#### ページ抜粋

昆山市政府の発表によると、同市では昨年1年間だけでも、フォックスコンを含む企業35社がロボットを購入。それに投じた額は、合算で6億1000万米ドル(約677億円)に達した。
人の仕事をロボットに置き換える「機器人換人」プロジェクトに参加する同市企業の数は、今年600社まで拡大すると見込まれている。しかもこれら企業の生産額は、同市GDP(域内総生産)の6割以上を占める規模だ。同市政府の調査報告によると、「機器換人」が順調に進行していけば、同市企業で働く出稼ぎ労働者約100万人が向こう3年内に仕事を失う見通しだ。
しかしながら長江デルタ地域のその他工場が、こうした大量の労働力を吸収することは不可能。学歴や専門技術を持たない出稼ぎ労働者は故郷に戻らざるを得ないと言える。ただ、その故郷には、彼らを一手に受け入れられるだけの労働集約型工場が存在しない。
産業比率が徐々に高まっているサービス業に関しても、ネット通販が台頭する中で、人手に頼る従来型サービス業の委縮が進行中だ。製造業からはじき出された労働力の受け皿にはなり難い。
ロボットに仕事を奪われる職種は今後一段と広がっていくとみられる。ロボット普及策と並行し、中央や地方の政府は失業対策に迫られることは必至。適時対応していかなければ、新たな社会問題を引き起こしかねない状況に置かれている。

########
#### データ行

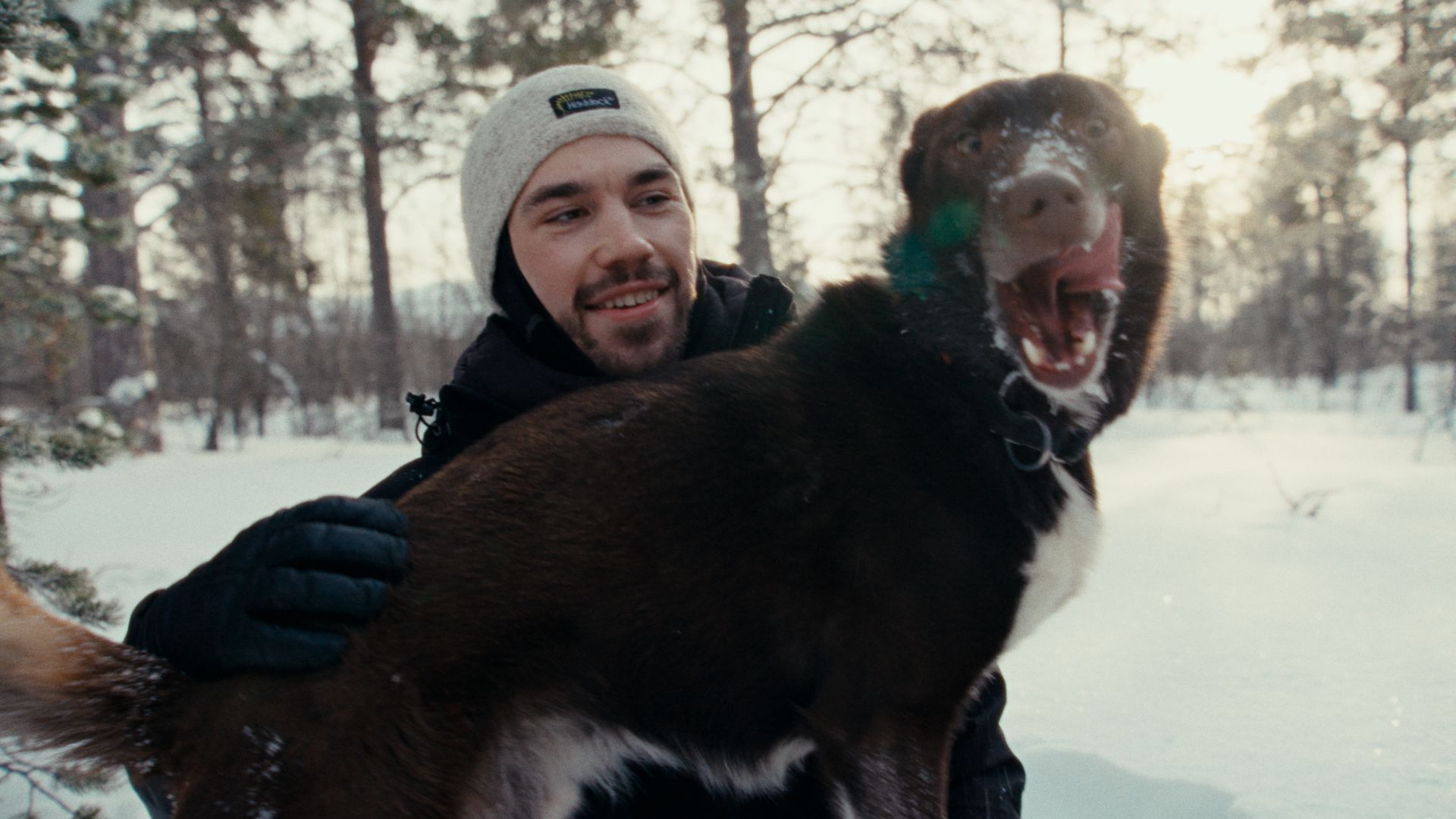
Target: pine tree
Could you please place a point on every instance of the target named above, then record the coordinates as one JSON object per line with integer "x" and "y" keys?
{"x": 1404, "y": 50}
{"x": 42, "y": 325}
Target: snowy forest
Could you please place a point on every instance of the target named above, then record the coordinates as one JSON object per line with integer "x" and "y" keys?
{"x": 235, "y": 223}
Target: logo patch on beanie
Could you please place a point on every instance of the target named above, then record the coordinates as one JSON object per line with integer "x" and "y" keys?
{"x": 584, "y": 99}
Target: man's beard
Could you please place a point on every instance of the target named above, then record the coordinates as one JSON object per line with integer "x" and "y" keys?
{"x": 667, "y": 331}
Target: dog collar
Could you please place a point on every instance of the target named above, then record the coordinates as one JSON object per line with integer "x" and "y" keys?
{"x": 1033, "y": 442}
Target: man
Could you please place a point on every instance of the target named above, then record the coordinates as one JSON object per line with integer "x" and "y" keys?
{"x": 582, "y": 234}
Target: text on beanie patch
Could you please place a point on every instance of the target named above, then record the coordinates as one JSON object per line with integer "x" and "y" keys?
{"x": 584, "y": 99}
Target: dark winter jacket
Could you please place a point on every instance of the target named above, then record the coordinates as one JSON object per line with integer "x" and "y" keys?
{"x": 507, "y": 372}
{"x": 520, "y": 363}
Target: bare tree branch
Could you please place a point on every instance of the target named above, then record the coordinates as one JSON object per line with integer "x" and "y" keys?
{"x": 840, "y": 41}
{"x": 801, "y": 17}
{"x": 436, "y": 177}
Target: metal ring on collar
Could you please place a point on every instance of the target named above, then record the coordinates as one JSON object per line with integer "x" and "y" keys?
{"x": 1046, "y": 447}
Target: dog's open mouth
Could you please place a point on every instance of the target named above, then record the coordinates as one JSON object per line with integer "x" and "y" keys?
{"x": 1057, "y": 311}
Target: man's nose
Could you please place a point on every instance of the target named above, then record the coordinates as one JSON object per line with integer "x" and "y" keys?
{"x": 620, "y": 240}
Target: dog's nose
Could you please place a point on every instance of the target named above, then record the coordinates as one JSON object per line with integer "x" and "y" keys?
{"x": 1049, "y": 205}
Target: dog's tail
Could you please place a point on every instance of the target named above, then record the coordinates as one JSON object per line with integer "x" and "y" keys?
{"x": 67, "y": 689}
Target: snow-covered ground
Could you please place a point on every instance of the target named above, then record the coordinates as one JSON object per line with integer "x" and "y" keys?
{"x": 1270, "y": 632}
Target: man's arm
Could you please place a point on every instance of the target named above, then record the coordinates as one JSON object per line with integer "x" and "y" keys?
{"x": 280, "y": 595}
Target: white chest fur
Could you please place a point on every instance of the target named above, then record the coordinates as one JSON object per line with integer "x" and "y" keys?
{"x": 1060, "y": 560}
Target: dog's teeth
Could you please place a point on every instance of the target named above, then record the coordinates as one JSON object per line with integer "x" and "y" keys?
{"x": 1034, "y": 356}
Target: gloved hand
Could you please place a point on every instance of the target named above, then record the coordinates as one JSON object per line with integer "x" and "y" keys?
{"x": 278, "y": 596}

########

課題 1:
ページ抜粋をもとに、次の問いに答えよ。
(a) 昨年1年間に昆山市でロボットを購入した企業は何社か。
(b) 「機器人換人」プロジェクトに参加する同市企業の数は、今年何社まで拡大すると見込まれているか。
(c) 同市企業で働く出稼ぎ労働者約100万人は、向こう何年内に仕事を失う見通しか。
課題 2:
レコードの中から「collar」という語を含む行をすべて探し出し、そのまま書き写せ。

解答 1:
(a) 35社
(b) 600社
(c) 3年

解答 2:
Target: dog collar
Target: metal ring on collar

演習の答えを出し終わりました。